Excerpts of pointing data
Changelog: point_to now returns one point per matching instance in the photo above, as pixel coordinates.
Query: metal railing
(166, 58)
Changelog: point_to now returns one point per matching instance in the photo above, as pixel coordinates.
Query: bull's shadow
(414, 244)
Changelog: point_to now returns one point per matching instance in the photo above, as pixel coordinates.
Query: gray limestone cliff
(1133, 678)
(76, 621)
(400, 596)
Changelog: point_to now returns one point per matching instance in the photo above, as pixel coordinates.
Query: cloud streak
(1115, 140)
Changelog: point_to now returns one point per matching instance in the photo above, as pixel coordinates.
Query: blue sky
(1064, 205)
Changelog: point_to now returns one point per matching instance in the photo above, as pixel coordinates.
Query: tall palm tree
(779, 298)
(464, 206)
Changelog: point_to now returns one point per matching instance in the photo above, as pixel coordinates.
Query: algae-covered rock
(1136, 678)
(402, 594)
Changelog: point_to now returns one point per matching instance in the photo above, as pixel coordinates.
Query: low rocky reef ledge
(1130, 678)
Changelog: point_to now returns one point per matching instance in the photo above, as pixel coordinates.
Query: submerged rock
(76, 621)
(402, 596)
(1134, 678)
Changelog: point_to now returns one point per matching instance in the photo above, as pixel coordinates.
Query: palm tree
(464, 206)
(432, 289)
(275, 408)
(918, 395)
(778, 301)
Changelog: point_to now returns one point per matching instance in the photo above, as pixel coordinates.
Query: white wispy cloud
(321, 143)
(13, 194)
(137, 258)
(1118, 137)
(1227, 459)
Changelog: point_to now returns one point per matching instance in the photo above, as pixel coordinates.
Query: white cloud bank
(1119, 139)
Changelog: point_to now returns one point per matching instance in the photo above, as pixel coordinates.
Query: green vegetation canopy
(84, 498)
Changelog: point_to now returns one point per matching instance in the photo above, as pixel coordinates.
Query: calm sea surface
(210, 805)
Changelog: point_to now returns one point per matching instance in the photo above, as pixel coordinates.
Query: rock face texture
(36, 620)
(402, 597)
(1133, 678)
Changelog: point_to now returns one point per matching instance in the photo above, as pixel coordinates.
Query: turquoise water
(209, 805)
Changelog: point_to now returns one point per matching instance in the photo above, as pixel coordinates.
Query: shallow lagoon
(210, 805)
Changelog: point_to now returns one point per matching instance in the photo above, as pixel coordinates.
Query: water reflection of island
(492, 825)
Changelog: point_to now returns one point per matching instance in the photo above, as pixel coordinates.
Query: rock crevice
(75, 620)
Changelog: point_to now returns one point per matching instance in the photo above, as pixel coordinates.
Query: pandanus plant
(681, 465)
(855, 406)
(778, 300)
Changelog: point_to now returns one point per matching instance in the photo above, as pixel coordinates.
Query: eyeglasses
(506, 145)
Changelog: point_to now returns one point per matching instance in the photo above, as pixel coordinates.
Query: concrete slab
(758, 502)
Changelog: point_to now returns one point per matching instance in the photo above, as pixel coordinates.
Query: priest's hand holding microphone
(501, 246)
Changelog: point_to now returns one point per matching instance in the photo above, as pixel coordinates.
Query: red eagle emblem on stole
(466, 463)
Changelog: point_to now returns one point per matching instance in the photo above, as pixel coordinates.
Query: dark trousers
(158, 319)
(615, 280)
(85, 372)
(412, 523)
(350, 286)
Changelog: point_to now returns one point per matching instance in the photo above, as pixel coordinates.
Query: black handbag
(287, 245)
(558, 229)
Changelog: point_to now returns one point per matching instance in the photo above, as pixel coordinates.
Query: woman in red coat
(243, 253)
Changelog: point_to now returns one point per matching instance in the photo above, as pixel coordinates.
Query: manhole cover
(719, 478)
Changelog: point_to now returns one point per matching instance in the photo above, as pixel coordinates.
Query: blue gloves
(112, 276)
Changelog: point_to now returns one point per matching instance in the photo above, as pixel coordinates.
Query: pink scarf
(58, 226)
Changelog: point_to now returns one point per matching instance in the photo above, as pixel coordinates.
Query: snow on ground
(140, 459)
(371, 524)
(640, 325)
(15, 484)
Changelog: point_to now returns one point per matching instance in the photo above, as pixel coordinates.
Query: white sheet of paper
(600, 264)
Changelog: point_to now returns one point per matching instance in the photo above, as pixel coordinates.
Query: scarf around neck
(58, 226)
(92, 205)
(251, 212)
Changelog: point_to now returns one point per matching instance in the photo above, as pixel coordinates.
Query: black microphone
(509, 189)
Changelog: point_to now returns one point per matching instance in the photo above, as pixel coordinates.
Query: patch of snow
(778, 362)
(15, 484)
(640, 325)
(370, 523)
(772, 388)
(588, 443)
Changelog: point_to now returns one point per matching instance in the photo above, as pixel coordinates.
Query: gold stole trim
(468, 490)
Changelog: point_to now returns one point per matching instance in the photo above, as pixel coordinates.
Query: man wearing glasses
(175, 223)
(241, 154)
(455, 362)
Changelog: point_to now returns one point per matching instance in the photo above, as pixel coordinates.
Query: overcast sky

Set exercise
Rescale the lines starting at the beginning of the excerpts of pointing data and ending at the line that contains "(1115, 140)", both included, and give them all again, requests included. Multiply every pixel coordinate in the answers by 1.1 and round it to a whole number, with halves rounded up.

Solution to the problem
Changelog: point_to now returns one point per matching instance in the photo above, as pixel coordinates.
Query: metal railing
(183, 64)
Changelog: point_to now returns one point per matching instance in the photo above, as pixel coordinates.
Query: bull's shadow
(455, 268)
Changelog: point_to now returns one point per matching instance in the photo above, as pixel coordinates.
Query: gray limestone cliff
(1246, 746)
(84, 683)
(440, 656)
Changelog: point_to now returns one point per matching instance in the photo above, as pixel coordinates.
Query: cloud streak
(1227, 154)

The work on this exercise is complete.